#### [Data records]
========

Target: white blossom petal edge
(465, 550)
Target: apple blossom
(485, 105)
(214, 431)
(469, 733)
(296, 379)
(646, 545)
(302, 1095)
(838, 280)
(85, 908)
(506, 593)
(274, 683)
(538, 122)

========

#### [TRY IT]
The records above are to be set down again exactly as written.

#### [ANSWER AREA]
Target: white blossom petal edge
(465, 550)
Target: apple blossom
(485, 105)
(214, 431)
(469, 733)
(296, 379)
(646, 545)
(302, 1095)
(838, 280)
(85, 908)
(506, 593)
(274, 683)
(538, 122)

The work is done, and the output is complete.